Texte fourni >>
◇ ◇ ◇

On craint également que l'Espagne franquiste puisse représenter une menace, en gardant en son sein les survivances d'un nazisme.

Le jeune Edgar Morin, soutenu par le parti communiste, dans son dernier livre '' L'Allemagne, notre souci.'', et après '' L'an zéro'', ne tient pas responsable le peuple allemand ; il ne s'en prend qu'à leurs dirigeants ; et même à l'administration actuelle.

Dionys Mascolo, Duras et R Antelme

Edgar Morin, explique à Lancelot comment il a rencontré Dionys Mascolo fin 1943, avenue Trudaine, le vélo à la main. Leurs deux mouvements de résistance fusionnaient. Il avait 22 ans, Dionys 27 ans. Edgar Morin, était persuadé que l'Union soviétique sauvait le monde du nazisme ; le communisme d'après-guerre serait celui du dégel et notre libération.

« Mascolo me parlait souvent d’une certaine Mme Leroy, le pseudonyme de Marguerite Duras, qui s’occupait alors des familles arrêtées et déportées et se consacrait à la recherche éperdue de Robert Antelme, son mari »

Dionys Mascolo, connaissait M. Duras, depuis 1942. Il travaillait chez Gallimard, elle était secrétaire de la commission qui attribuait du papier aux éditeurs. En 1943, elle publie son roman Les impudents. Mariée, depuis 1939, à Robert Antelme ; ils emménagent, au 5 rue Saint-Benoît, dans le quartier de Saint-Germain-des-Prés de Paris.

Le mouvement de résistance, peu gaulliste, est dirigé par François Mitterrand et se réunit dans l’appartement de Duras, rue Saint-Benoît.

Le groupe tombe dans un guet-apens, Marguerite Duras réussit à s’échapper avec l’aide de Mitterrand. Le 1er juin 1944, Robert Antelme (27 ans) et sa sœur Marie-Louise sont arrêtés et emprisonnés à la prison de Fresnes. En août 1944, alors que Robert Antelme est déporté dans un camp de travaux forcés à Buchenwald, Marie-Louise est envoyée à Auschwitz où elle périt.

◇ ◇ ◇

Données extraites >>

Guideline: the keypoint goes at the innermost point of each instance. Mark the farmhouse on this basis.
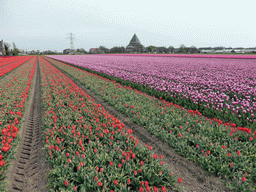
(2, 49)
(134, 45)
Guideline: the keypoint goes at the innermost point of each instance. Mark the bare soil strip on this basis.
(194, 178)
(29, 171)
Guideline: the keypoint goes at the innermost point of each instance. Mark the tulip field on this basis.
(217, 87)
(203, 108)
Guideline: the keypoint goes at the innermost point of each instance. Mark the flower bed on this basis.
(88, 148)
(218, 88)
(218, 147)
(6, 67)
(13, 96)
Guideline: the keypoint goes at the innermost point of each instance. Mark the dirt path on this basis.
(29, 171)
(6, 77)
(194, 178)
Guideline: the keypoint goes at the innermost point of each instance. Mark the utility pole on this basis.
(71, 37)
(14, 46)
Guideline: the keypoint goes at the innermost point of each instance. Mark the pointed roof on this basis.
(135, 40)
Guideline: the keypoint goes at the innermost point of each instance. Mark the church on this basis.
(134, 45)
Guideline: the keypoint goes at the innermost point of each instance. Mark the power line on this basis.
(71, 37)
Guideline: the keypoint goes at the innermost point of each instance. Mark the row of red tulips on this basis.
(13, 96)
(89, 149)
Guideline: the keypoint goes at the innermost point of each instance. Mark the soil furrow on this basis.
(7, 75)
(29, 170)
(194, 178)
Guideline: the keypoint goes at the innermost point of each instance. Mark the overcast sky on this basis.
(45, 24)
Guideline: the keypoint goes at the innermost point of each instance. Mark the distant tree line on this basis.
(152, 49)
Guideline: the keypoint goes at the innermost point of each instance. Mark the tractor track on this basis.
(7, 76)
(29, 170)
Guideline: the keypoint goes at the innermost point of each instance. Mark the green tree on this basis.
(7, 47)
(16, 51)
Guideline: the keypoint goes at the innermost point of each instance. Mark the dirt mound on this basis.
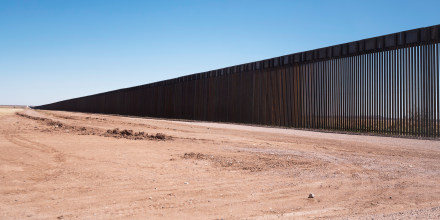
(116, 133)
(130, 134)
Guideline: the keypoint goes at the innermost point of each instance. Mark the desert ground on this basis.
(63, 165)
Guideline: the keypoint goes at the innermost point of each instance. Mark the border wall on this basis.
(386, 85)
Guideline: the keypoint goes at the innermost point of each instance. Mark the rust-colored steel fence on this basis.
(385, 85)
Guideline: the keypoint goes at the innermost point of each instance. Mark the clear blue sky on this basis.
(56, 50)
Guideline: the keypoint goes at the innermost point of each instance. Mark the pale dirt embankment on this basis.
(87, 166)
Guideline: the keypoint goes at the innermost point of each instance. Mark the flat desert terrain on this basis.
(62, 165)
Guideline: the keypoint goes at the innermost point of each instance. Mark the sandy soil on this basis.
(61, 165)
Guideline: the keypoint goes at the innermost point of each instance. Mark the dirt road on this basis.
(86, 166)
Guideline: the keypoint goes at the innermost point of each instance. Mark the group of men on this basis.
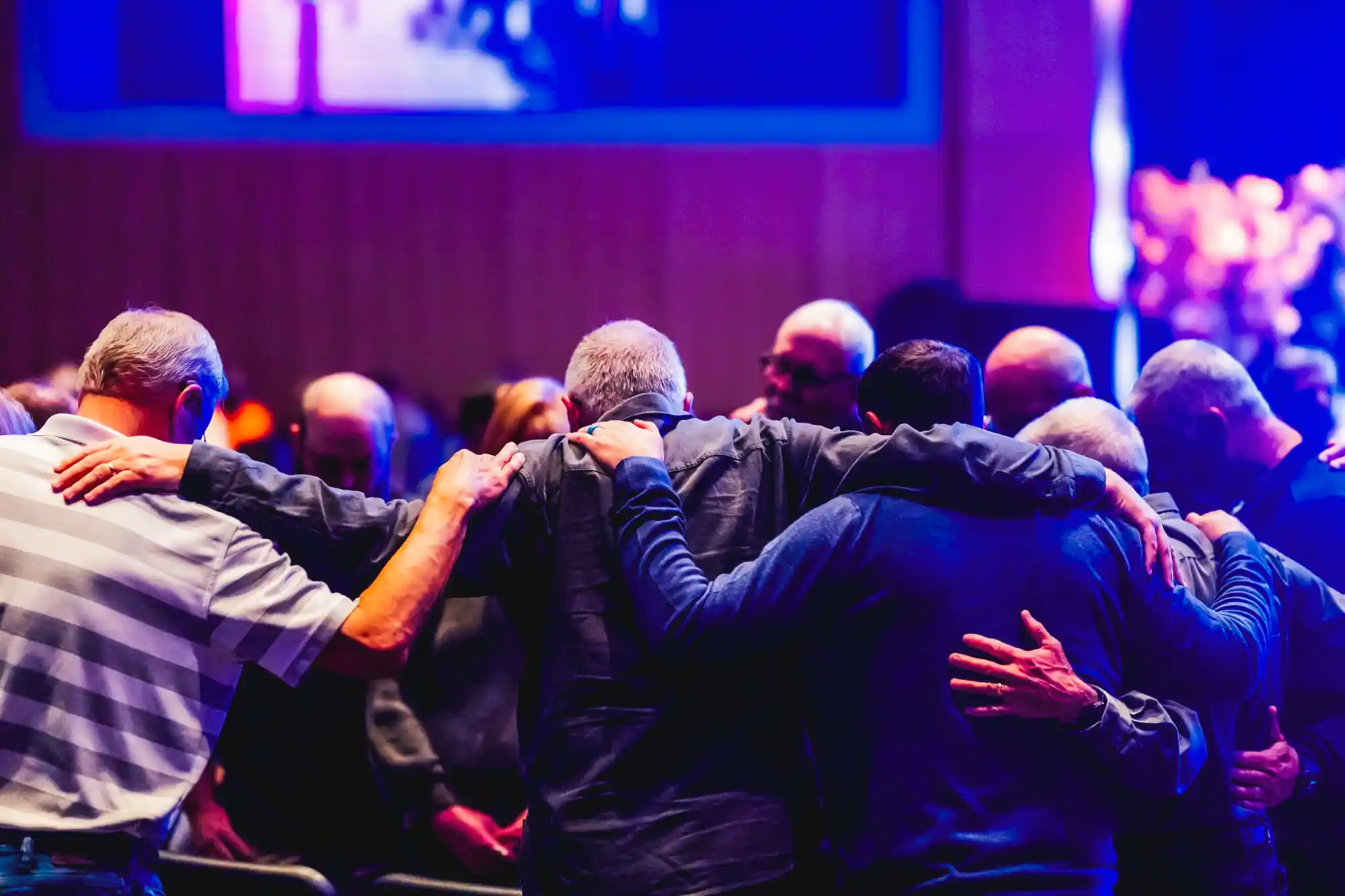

◇ ◇ ◇

Tâches demandées >>
1. Traduisez en anglais, s'il vous plaît, cette phrase du texte fourni : « Leurs deux mouvements de résistance fusionnaient. »
2. Modifiez le passage du texte fourni qui va de "Dionys Mascolo, connaissait" jusqu'à "Duras, rue Saint-Benoît." en y remplaçant "Gallimard" par "Grasset".

Résultats >>
1. Their two resistance movements were merging.

2.
Dionys Mascolo, connaissait M. Duras, depuis 1942. Il travaillait chez Grasset, elle était secrétaire de la commission qui attribuait du papier aux éditeurs. En 1943, elle publie son roman Les impudents. Mariée, depuis 1939, à Robert Antelme ; ils emménagent, au 5 rue Saint-Benoît, dans le quartier de Saint-Germain-des-Prés de Paris.

Le mouvement de résistance, peu gaulliste, est dirigé par François Mitterrand et se réunit dans l’appartement de Duras, rue Saint-Benoît.